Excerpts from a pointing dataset
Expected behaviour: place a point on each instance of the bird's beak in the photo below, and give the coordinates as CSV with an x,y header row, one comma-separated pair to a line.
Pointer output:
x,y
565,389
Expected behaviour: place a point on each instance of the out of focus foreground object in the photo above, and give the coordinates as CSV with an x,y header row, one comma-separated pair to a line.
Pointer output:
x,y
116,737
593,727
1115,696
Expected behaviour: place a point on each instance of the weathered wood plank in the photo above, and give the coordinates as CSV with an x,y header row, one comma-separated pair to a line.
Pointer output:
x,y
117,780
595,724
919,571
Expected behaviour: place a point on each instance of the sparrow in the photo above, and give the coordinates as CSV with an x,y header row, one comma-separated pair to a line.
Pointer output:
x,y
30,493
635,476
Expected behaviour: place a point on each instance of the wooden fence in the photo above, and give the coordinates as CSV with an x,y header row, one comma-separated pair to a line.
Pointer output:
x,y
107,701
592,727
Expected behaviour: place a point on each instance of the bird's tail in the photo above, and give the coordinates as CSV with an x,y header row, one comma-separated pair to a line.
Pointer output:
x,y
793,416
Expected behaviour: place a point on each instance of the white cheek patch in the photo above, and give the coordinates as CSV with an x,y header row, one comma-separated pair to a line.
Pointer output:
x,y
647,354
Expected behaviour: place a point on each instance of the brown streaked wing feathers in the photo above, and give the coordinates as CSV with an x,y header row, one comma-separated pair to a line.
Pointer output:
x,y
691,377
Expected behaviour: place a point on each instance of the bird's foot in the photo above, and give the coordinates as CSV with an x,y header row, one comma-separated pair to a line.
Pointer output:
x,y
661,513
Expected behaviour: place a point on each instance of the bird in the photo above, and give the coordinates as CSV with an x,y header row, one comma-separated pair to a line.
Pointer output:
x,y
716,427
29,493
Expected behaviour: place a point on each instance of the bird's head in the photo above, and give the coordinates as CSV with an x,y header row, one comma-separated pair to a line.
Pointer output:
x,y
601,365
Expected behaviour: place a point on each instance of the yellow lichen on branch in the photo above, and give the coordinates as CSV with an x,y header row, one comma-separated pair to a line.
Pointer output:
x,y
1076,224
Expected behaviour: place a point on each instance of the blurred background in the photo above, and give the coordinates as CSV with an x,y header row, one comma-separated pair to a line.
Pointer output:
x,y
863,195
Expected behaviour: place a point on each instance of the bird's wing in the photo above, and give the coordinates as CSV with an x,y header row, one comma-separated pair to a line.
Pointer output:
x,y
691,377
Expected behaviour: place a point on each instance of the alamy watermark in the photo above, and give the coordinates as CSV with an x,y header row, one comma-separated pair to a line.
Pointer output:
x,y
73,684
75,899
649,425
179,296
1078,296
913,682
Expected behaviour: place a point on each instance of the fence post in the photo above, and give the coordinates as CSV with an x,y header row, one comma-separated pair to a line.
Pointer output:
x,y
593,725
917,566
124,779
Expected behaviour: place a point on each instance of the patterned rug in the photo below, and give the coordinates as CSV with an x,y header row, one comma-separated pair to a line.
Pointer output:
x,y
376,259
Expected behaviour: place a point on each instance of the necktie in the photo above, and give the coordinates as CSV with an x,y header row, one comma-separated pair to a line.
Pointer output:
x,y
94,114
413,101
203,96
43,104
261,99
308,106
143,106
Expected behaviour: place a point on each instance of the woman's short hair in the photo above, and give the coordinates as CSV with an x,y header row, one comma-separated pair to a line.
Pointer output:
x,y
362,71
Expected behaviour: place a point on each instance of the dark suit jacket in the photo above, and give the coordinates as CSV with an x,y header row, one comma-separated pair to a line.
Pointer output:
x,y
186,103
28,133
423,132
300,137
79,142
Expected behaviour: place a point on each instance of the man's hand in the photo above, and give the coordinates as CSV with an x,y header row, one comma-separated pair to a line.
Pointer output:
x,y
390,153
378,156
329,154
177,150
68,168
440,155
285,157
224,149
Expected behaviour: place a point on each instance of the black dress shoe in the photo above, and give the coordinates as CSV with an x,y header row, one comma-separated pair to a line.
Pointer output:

◆ The task ◆
Output all of these lines as a Markdown table with two columns, Row for the row number and Line for the text of each line, and skip any blank lines.

◆ Complete output ◆
| Row | Line |
|---|---|
| 1 | Expected behaviour: place a point on each instance of the bird's beak in the photo below, and give the coordinates as CSV with an x,y header row, one comma-separated pair to a line. |
| 2 | Pointer output: |
| 3 | x,y |
| 4 | 565,389 |
| 5 | Expected behaviour: place a point on each instance of the out of focus foreground object in the photo above, and give the coordinates as CSV with an x,y header row, one comma-separated pair to a line. |
| 6 | Pointer output: |
| 7 | x,y |
| 8 | 116,737 |
| 9 | 593,727 |
| 10 | 1115,696 |
| 11 | Expected behaviour: place a point on each instance of the weathered wood plank in the photo above, and give the coordinates as CSV with an x,y header row, one comma-separated pair to a line. |
| 12 | Pointer output: |
| 13 | x,y |
| 14 | 117,780 |
| 15 | 595,724 |
| 16 | 919,571 |
| 17 | Expected behaviour: place a point on each instance of the sparrow in the photo above, and give the coordinates as CSV with an x,y header row, one comma-separated pair to a line. |
| 18 | Pointer output: |
| 19 | x,y |
| 20 | 30,493 |
| 21 | 635,476 |
| 22 | Expected behaviour: place a point on each instance of the wooden fence in the photo above, and give the coordinates as CSV with an x,y header row, one comma-separated pair to a line. |
| 23 | Pointer output: |
| 24 | x,y |
| 25 | 107,701 |
| 26 | 592,727 |
| 27 | Expected behaviour: place a point on each instance of the bird's tail in the photo above, and give the coordinates as CSV with an x,y header row, one comma-separated pair to a line. |
| 28 | Pointer output: |
| 29 | x,y |
| 30 | 793,416 |
| 31 | Expected behaviour: place a point on each instance of the white cheek patch in the photo above, and give the coordinates as CSV with an x,y header row, one comma-separated pair to a line. |
| 32 | Pointer output: |
| 33 | x,y |
| 34 | 647,354 |
| 35 | Expected behaviour: place a point on each instance of the brown streaked wing feathers in the photo above, and give the coordinates as CSV with an x,y header row, one comma-separated pair to a line. |
| 36 | Pointer output: |
| 37 | x,y |
| 38 | 691,377 |
| 39 | Expected behaviour: place a point on each instance of the bird's foot in the photo above, and give the coordinates as CSV with an x,y header row, one comma-separated pair to a line. |
| 40 | Pointer output: |
| 41 | x,y |
| 42 | 661,513 |
| 43 | Expected behaviour: place a point on each instance of the bird in the photo above, and give the coordinates as CSV with an x,y header row, one comma-separated pair to a line. |
| 44 | Pointer output: |
| 45 | x,y |
| 46 | 716,427 |
| 47 | 29,493 |
| 48 | Expected behaviour: place a point on each instance of the bird's head in the photo above, and give the coordinates as CSV with an x,y header row, one comma-separated pair to a line. |
| 49 | Pointer output: |
| 50 | x,y |
| 51 | 601,365 |
| 52 | Expected behaviour: place a point on each instance of the yellow lichen on branch in the photo above, and give the coordinates as CSV with an x,y header row, one comma-separated pair to a line. |
| 53 | Pointer output: |
| 54 | x,y |
| 55 | 1076,224 |
| 56 | Expected behaviour: place a point on each instance of the blurred background in the photo above, and give the coordinates as CSV with an x,y header row, one comma-separated pair to a line. |
| 57 | Pointer output: |
| 58 | x,y |
| 59 | 863,195 |
| 60 | Expected behaviour: place a point on each instance of the bird's wing in the photo above, and give the coordinates as CSV with an x,y header row, one comma-separated pair to a line. |
| 61 | Pointer output: |
| 62 | x,y |
| 63 | 691,377 |
| 64 | Expected behaviour: place a point on each instance of the alamy watermark in the photo above, and give the coordinates as CSV with an x,y header row, one comma-separated pair to a line. |
| 65 | Pointer output: |
| 66 | x,y |
| 67 | 73,684 |
| 68 | 75,899 |
| 69 | 649,425 |
| 70 | 179,296 |
| 71 | 1078,296 |
| 72 | 913,682 |
| 73 | Expected behaviour: place a point on each instance of the fence post in the photo above, and give the coordinates as CSV with an x,y header row, one comma-separated pair to a line. |
| 74 | Pointer output: |
| 75 | x,y |
| 76 | 593,725 |
| 77 | 917,566 |
| 78 | 124,779 |
| 79 | Expected behaviour: place a point on each instance of the patterned rug in the photo below, and give the coordinates as CSV with an x,y header row, one comma-separated pair to a line. |
| 80 | Pointer output: |
| 81 | x,y |
| 82 | 376,259 |
| 83 | Expected behaviour: place a point on each instance of the necktie in the photo above, and give the coordinates as CSV with an x,y header row, one comma-separated pair to a line. |
| 84 | Pointer output: |
| 85 | x,y |
| 86 | 94,114 |
| 87 | 413,101 |
| 88 | 203,96 |
| 89 | 43,104 |
| 90 | 261,99 |
| 91 | 308,106 |
| 92 | 143,106 |
| 93 | Expected behaviour: place a point on each instance of the woman's short hair in the photo above, and give the coordinates as CSV with an x,y header row, one comma-separated pair to a line. |
| 94 | Pointer output: |
| 95 | x,y |
| 96 | 362,71 |
| 97 | Expected behaviour: place a point on each instance of the dark suit jacket in the photo above, and give the coordinates as CSV with an x,y header row, one comma-separated pair to a line. |
| 98 | Pointer output: |
| 99 | x,y |
| 100 | 186,103 |
| 101 | 28,133 |
| 102 | 423,132 |
| 103 | 300,137 |
| 104 | 79,142 |
| 105 | Expected behaviour: place a point on each instance of the man's hand in the photo above, and give the coordinates as CSV with an x,y header row, one comma-separated pair to a line. |
| 106 | Pointer output: |
| 107 | x,y |
| 108 | 390,153 |
| 109 | 378,156 |
| 110 | 329,154 |
| 111 | 177,150 |
| 112 | 68,168 |
| 113 | 440,155 |
| 114 | 285,157 |
| 115 | 224,149 |
| 116 | Expected behaviour: place a point on each instance of the black dress shoe in the photo above, and give the coordinates as CSV with an x,y header row, one comma-separated pair to a line. |
| 117 | Pointer output: |